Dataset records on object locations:

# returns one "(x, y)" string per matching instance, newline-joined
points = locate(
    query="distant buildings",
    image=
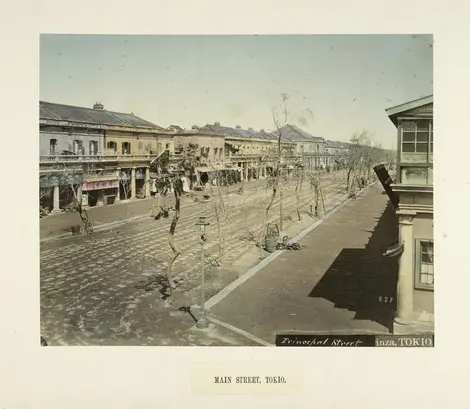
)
(414, 187)
(105, 156)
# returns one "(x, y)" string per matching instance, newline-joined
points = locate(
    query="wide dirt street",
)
(101, 286)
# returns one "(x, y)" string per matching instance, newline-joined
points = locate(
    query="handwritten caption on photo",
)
(308, 340)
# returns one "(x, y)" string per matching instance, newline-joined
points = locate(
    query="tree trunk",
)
(171, 235)
(297, 199)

Given request: Update every record above by replacing "locate" with "point_at" and changing nothing else, and leave the pictures out of your answer.

Finished answer:
# returns one "(x, y)" string per matching instance, newline-joined
points = point_at(
    query="distant buildings",
    image=
)
(414, 187)
(105, 156)
# returns one "(x, y)" string per matching instance, newline-joined
points = point_at(
    query="wide dirt street",
)
(101, 286)
# returns one "(x, y)" string per matching instance, newline-joined
points = point_at(
    query="handwritten caption on photo",
)
(308, 340)
# returns one "(x, y)" string per matching instance, newline-joined
points = point_at(
    query="tree trunk",
)
(171, 235)
(297, 199)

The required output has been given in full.